↓
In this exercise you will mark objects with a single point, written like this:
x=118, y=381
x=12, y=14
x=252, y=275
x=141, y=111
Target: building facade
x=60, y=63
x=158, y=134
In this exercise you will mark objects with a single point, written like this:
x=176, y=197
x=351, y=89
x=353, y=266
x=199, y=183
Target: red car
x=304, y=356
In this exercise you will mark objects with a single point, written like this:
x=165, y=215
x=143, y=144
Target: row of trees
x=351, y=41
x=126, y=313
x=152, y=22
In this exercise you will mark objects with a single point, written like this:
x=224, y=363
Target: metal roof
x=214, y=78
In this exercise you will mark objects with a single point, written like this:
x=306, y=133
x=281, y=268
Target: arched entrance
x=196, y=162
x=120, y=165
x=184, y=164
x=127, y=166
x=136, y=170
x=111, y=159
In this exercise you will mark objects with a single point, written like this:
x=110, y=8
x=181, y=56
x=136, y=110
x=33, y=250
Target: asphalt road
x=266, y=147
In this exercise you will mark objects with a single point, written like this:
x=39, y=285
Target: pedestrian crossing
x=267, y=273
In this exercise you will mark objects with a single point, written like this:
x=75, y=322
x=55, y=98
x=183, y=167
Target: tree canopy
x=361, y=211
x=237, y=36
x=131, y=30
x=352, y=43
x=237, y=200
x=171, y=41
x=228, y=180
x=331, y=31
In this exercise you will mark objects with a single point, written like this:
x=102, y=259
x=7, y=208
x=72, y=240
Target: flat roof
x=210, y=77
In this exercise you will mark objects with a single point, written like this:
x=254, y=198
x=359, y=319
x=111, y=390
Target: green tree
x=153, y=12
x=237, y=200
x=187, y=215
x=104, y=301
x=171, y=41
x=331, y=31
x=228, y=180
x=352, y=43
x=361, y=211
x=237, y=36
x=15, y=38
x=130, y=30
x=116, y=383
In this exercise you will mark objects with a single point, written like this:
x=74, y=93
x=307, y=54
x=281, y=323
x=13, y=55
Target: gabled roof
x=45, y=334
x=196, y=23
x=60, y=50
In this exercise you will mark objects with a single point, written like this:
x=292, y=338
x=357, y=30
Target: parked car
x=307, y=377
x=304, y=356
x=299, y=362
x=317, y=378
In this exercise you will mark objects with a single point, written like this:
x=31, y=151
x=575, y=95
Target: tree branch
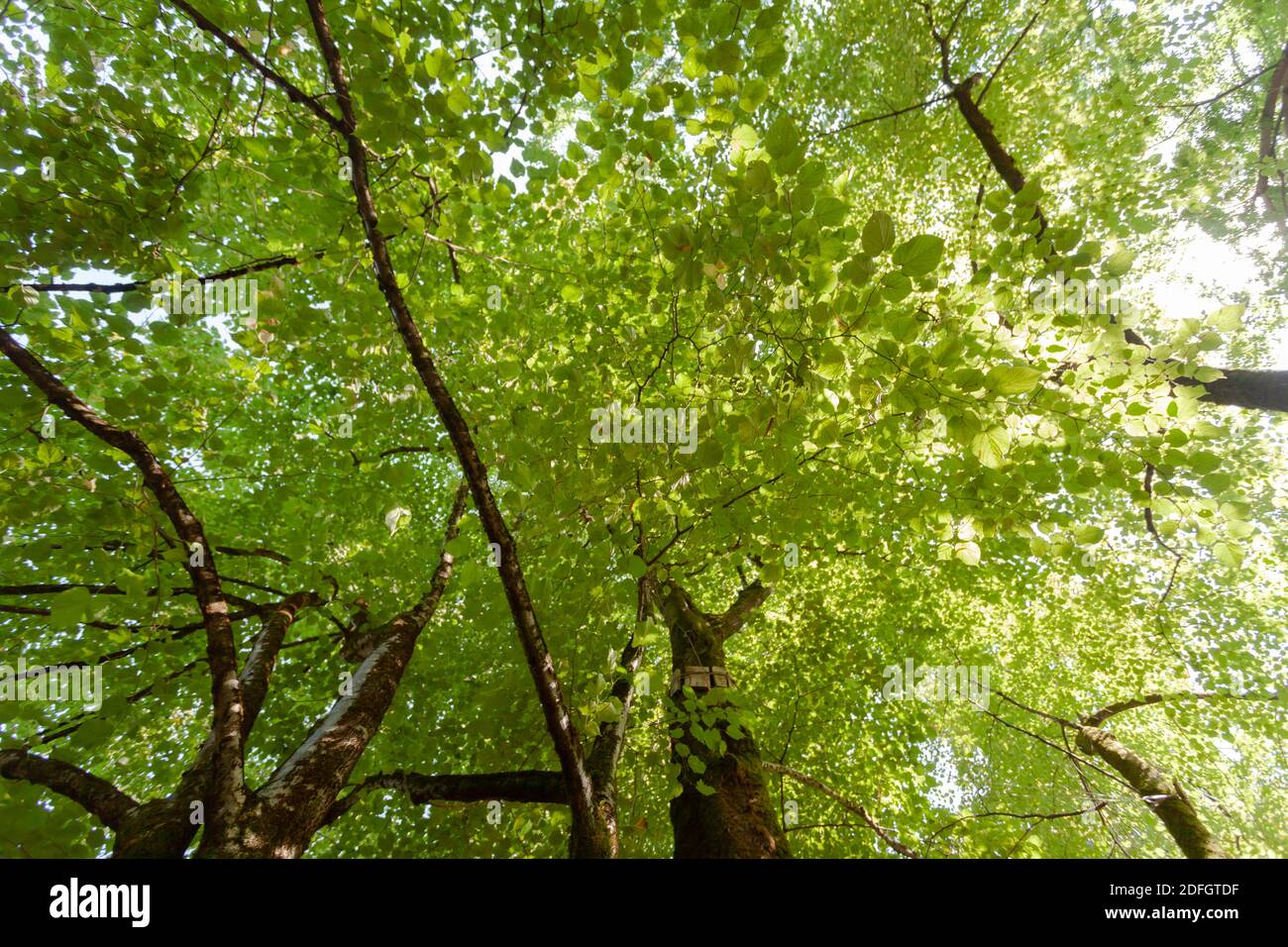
↑
• **What needs to be done**: Keep every word of the records and none of the pictures when you print them again.

• **Response**:
In this exercise you will mark objects with a single point, written like this:
x=118, y=381
x=12, y=14
x=252, y=275
x=141, y=111
Target: building facade
x=60, y=63
x=158, y=134
In this exercise you will mark objects with a single point, written like this:
x=176, y=197
x=351, y=89
x=353, y=266
x=199, y=183
Target: red car
x=304, y=356
In this exercise you will mark objects with a single point, written like this:
x=165, y=215
x=143, y=144
Target: row of trees
x=351, y=41
x=126, y=313
x=152, y=22
In this exercise you will mark objects with a single point, written like this:
x=224, y=363
Target: metal roof
x=214, y=78
In this exercise you will mark objects with a single point, written like this:
x=306, y=133
x=281, y=268
Target: arched entrance
x=196, y=162
x=120, y=165
x=184, y=164
x=127, y=166
x=136, y=170
x=111, y=159
In this exercise you will mark objects with a single point, written like this:
x=110, y=8
x=181, y=56
x=136, y=110
x=33, y=250
Target: asphalt road
x=266, y=147
In this exercise you will mark objects with a single point, written like this:
x=39, y=285
Target: pedestrian crossing
x=267, y=273
In this exercise you will mark objects with a single point, written like this:
x=75, y=322
x=55, y=98
x=183, y=167
Target: tree canopy
x=361, y=211
x=237, y=36
x=131, y=30
x=352, y=43
x=237, y=200
x=171, y=41
x=228, y=180
x=331, y=31
In this exercise you will mark objects with a single point, written like this:
x=102, y=259
x=7, y=208
x=72, y=240
Target: flat roof
x=210, y=77
In this exercise you will mark objects with a single point, written like this:
x=254, y=198
x=359, y=319
x=111, y=390
Target: green tree
x=153, y=12
x=237, y=200
x=187, y=215
x=104, y=301
x=171, y=41
x=331, y=31
x=228, y=180
x=352, y=43
x=361, y=211
x=237, y=36
x=15, y=38
x=130, y=30
x=116, y=383
In this exercise you will mark objects with a single point, written like this:
x=74, y=93
x=307, y=54
x=281, y=323
x=13, y=55
Target: gabled roof
x=45, y=334
x=196, y=23
x=60, y=50
In this exercise you will mark objects with a single point, written like this:
x=292, y=338
x=357, y=30
Target: parked car
x=307, y=377
x=304, y=356
x=299, y=362
x=317, y=378
In this exercise you will mark objects with a single point, written like this:
x=31, y=151
x=575, y=95
Target: tree branch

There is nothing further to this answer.